(Coordinate labeling data)
++++++++++
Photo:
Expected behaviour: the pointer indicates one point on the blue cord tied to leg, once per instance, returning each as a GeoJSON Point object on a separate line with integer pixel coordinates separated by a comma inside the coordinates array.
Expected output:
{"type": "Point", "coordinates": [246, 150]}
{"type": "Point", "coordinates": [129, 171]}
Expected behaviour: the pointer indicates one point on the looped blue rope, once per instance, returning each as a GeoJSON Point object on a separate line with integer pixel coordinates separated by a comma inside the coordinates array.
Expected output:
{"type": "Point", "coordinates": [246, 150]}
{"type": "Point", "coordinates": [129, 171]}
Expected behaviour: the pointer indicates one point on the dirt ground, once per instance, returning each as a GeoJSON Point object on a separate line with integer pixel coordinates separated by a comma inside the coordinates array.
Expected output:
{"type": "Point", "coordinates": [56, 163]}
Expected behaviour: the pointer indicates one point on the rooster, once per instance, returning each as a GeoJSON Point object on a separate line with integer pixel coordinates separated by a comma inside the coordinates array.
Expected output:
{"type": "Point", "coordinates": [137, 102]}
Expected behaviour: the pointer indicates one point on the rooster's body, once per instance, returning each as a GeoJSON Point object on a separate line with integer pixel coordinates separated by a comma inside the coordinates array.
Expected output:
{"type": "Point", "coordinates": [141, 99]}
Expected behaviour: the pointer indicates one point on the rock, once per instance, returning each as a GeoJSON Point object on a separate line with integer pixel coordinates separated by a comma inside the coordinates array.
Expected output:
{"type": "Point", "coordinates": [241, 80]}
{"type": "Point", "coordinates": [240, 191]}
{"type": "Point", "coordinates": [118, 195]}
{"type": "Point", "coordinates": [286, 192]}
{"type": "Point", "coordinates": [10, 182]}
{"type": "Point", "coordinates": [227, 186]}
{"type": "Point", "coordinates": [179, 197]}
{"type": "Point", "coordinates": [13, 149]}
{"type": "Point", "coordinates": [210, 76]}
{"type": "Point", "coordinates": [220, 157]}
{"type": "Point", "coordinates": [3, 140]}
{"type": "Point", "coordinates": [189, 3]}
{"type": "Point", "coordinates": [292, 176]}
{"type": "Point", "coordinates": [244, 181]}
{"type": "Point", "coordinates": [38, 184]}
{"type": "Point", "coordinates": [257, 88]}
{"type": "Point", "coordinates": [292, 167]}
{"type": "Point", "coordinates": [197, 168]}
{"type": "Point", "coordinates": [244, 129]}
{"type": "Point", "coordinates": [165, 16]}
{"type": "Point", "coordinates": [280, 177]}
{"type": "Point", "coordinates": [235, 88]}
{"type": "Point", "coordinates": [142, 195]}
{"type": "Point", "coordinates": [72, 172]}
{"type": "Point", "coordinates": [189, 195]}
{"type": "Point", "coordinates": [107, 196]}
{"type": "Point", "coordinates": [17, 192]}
++++++++++
▶ What you need to do:
What do the records say? Quote them all exactly.

▶ Answer in full:
Photo:
Expected behaviour: the pointer indicates one point on the blue cord tied to leg, once per instance, returning each as a GeoJSON Point object on a separate line with integer pixel coordinates separated by a comma inside the coordinates array.
Expected output:
{"type": "Point", "coordinates": [246, 150]}
{"type": "Point", "coordinates": [129, 171]}
Expected behaviour: the pointer indicates one point on the looped blue rope, once per instance, returning each as a GeoJSON Point object on a separate line with integer pixel coordinates separated by a comma inside the coordinates array.
Expected output:
{"type": "Point", "coordinates": [246, 150]}
{"type": "Point", "coordinates": [129, 171]}
Expected behaviour: the pointer indicates one point on the dirt ground, once per instance, returning each as a GeoJSON Point object on a separate line with integer pixel coordinates separated by a comma inside the coordinates array.
Expected output:
{"type": "Point", "coordinates": [56, 163]}
Expected behaviour: the pointer indicates one point on the rooster, once per instance, returning each as a GeoJSON Point object on a separate line with integer pixel coordinates separated by a comma inside the coordinates array.
Expected output:
{"type": "Point", "coordinates": [137, 102]}
Expected behaviour: the pointer indicates one point on the rooster's body, once per instance, returning each as a GeoJSON Point object on a separate line with integer pixel coordinates separated by a comma inside the coordinates array.
Expected output:
{"type": "Point", "coordinates": [141, 99]}
Expected behaviour: the pointer indicates one point on the rock, once per instance, returning each as a GeoJSON Point object on a separate line with integer pixel coordinates separated by a comma inside the coordinates array.
Expected output:
{"type": "Point", "coordinates": [241, 80]}
{"type": "Point", "coordinates": [240, 191]}
{"type": "Point", "coordinates": [118, 195]}
{"type": "Point", "coordinates": [286, 192]}
{"type": "Point", "coordinates": [10, 182]}
{"type": "Point", "coordinates": [227, 186]}
{"type": "Point", "coordinates": [179, 197]}
{"type": "Point", "coordinates": [13, 149]}
{"type": "Point", "coordinates": [210, 76]}
{"type": "Point", "coordinates": [220, 157]}
{"type": "Point", "coordinates": [3, 140]}
{"type": "Point", "coordinates": [189, 3]}
{"type": "Point", "coordinates": [292, 176]}
{"type": "Point", "coordinates": [244, 181]}
{"type": "Point", "coordinates": [38, 184]}
{"type": "Point", "coordinates": [257, 88]}
{"type": "Point", "coordinates": [292, 167]}
{"type": "Point", "coordinates": [197, 168]}
{"type": "Point", "coordinates": [244, 129]}
{"type": "Point", "coordinates": [165, 16]}
{"type": "Point", "coordinates": [280, 177]}
{"type": "Point", "coordinates": [235, 88]}
{"type": "Point", "coordinates": [142, 195]}
{"type": "Point", "coordinates": [72, 172]}
{"type": "Point", "coordinates": [189, 195]}
{"type": "Point", "coordinates": [107, 196]}
{"type": "Point", "coordinates": [17, 192]}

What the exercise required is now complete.